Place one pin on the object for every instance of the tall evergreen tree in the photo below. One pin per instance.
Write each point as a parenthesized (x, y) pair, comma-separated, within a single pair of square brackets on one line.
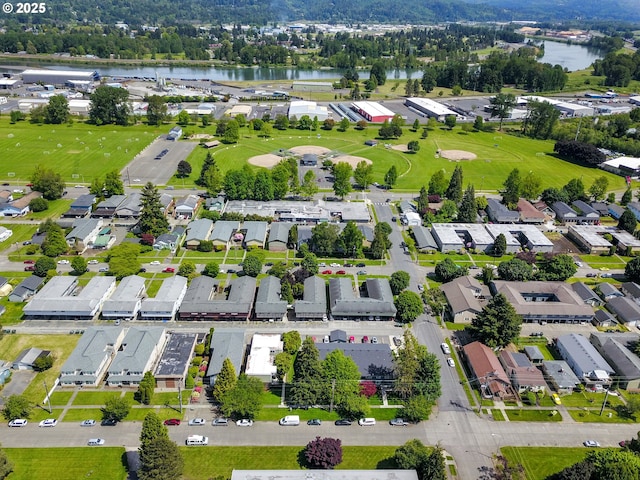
[(468, 210), (454, 190), (152, 219)]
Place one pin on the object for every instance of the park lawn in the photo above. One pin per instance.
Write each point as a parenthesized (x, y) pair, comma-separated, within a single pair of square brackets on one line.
[(60, 347), (81, 151), (524, 415), (94, 398), (540, 462), (97, 463), (221, 461)]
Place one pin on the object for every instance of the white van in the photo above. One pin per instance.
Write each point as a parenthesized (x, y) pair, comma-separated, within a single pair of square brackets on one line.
[(293, 420), (197, 440)]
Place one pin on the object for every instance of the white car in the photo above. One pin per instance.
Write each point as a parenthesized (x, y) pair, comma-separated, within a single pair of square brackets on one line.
[(49, 422)]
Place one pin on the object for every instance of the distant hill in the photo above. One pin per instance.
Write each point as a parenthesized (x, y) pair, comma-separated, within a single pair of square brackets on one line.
[(338, 11)]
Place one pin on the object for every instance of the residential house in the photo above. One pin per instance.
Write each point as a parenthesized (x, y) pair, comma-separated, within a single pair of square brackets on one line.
[(560, 376), (137, 354), (269, 304), (198, 231), (84, 233), (278, 236), (313, 305), (173, 365), (525, 377), (225, 343), (88, 363), (26, 289), (186, 206), (487, 371), (499, 213), (466, 298), (585, 361)]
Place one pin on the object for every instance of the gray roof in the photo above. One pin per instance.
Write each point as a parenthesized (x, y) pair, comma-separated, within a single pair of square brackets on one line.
[(268, 301), (256, 231), (626, 309), (314, 300), (373, 360), (561, 373), (223, 229), (279, 232), (199, 229), (344, 303), (177, 355), (94, 348), (583, 354), (134, 353), (227, 343), (423, 237)]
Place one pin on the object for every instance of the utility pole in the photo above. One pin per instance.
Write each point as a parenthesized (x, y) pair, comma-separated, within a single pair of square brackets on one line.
[(46, 391)]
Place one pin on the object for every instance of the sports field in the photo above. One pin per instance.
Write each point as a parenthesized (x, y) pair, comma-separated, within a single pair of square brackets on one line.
[(79, 152), (497, 154)]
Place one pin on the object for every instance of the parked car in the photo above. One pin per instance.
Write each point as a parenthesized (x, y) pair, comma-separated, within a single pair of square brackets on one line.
[(343, 422), (49, 422), (398, 422)]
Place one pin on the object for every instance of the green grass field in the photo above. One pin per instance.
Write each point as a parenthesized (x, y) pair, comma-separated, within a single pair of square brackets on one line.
[(540, 462), (79, 152), (497, 154), (206, 462), (97, 463)]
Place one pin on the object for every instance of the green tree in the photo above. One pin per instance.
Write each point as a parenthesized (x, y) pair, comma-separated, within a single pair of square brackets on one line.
[(43, 266), (391, 177), (468, 211), (500, 245), (409, 306), (113, 184), (116, 408), (79, 265), (47, 182), (350, 240), (57, 111), (225, 381), (161, 460), (501, 106), (497, 324), (157, 112), (363, 174), (152, 219), (17, 406), (438, 183), (244, 400), (454, 190), (342, 179), (109, 105), (627, 221), (211, 269), (399, 281), (512, 187)]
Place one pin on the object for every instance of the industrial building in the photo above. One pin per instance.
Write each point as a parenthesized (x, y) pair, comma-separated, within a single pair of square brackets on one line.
[(372, 111)]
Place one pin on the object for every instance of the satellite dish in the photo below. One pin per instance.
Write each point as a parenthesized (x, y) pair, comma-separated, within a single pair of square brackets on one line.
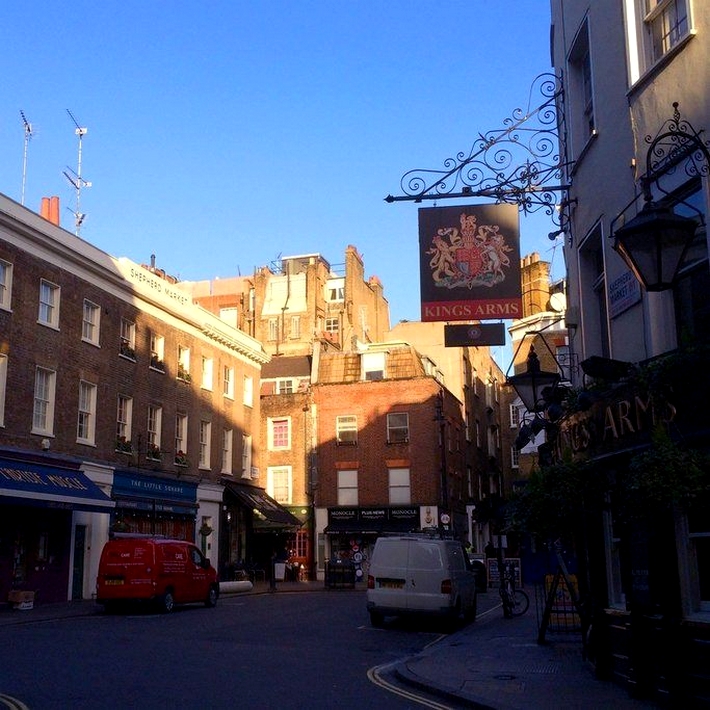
###
● **WRITTEN TASK**: Count the lines in the preceding data that contain the word "above". Reply with the number only.

● **WRITTEN RESPONSE**: 12